Work instructions:
All lines in the records that carry the string "below" are to be shown.

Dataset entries

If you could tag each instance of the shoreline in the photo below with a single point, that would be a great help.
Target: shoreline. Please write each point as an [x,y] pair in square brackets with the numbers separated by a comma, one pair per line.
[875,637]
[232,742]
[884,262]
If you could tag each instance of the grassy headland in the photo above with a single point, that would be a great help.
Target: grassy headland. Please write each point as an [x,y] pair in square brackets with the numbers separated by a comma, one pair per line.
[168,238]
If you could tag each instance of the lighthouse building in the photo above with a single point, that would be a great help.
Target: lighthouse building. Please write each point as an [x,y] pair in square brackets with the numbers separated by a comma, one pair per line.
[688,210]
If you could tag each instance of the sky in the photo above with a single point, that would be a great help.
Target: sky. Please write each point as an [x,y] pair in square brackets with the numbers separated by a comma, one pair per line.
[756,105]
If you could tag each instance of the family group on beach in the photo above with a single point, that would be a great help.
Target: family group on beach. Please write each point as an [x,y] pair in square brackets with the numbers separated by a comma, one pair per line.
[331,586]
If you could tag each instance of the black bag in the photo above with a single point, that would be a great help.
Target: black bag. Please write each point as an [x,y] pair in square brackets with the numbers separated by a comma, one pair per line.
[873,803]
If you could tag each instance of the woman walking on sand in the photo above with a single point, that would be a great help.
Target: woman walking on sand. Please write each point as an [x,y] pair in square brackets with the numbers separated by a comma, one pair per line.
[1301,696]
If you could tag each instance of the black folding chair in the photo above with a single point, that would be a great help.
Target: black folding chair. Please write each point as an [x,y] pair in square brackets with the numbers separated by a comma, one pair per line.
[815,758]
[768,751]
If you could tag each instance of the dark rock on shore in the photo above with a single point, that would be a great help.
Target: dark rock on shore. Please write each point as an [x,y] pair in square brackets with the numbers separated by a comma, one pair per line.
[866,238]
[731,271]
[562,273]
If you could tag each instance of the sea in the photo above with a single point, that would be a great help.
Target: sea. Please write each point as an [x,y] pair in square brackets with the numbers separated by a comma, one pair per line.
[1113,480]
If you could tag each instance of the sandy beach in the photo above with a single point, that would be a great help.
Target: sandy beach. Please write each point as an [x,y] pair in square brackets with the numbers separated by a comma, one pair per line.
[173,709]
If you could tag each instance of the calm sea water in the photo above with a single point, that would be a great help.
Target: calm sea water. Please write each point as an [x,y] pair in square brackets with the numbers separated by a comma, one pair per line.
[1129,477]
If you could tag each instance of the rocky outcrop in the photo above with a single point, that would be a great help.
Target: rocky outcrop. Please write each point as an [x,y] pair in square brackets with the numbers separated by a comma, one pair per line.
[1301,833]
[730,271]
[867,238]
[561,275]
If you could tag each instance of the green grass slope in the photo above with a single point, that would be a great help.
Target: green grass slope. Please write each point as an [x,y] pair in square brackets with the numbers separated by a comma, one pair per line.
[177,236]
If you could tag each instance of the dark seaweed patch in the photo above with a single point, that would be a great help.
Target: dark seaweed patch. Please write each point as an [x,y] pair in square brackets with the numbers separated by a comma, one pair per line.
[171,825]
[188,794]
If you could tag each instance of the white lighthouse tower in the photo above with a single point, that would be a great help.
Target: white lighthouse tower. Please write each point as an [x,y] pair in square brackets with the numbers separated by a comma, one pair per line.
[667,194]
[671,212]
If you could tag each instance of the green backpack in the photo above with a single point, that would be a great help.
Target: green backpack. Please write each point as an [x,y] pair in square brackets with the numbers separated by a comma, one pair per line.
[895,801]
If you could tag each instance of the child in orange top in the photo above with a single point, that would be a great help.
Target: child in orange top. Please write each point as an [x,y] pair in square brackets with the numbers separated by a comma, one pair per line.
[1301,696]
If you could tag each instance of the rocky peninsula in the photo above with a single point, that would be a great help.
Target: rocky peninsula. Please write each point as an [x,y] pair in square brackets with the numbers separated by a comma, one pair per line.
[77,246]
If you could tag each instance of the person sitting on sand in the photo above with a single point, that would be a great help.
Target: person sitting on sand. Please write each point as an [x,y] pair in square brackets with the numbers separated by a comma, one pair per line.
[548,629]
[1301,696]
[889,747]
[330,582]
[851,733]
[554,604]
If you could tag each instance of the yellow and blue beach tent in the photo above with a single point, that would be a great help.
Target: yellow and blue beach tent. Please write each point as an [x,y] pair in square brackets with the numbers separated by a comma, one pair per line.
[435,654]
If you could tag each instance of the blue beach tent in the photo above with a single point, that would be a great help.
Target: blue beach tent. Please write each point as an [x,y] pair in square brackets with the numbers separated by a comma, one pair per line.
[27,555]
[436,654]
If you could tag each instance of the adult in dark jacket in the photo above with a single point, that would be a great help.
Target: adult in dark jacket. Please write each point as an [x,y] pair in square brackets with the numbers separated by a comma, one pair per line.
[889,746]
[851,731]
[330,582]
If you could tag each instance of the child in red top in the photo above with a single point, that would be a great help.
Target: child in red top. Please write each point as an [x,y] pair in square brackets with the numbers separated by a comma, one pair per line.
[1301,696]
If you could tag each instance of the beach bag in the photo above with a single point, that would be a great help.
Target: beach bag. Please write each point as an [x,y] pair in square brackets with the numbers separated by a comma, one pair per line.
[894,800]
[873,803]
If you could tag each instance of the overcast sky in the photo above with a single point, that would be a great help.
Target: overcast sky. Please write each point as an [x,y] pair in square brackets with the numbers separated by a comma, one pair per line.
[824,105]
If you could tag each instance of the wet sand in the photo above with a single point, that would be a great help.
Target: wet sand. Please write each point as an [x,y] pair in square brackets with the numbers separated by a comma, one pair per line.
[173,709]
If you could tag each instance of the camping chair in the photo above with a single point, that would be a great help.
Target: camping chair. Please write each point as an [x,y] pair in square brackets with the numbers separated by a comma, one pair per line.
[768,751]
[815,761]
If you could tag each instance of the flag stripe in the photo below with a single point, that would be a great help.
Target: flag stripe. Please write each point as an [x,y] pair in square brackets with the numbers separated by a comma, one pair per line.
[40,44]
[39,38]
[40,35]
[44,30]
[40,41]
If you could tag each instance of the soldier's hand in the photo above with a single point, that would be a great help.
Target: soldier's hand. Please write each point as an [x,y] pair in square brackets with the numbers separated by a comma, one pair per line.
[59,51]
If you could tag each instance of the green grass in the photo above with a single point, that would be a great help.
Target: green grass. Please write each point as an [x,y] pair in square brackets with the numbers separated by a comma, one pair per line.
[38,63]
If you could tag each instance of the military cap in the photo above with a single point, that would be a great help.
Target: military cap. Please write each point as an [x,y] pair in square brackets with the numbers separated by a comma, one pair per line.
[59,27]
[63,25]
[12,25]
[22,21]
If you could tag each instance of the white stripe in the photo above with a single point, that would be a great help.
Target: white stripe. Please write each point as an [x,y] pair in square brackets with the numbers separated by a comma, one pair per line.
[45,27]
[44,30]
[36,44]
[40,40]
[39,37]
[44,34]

Exercise answer:
If you could tag each instance of the shoreline in the photo below with a single point, that would be a great help.
If you could tag each instance of the flag stripe in the photo below with a single point, that would be a great help.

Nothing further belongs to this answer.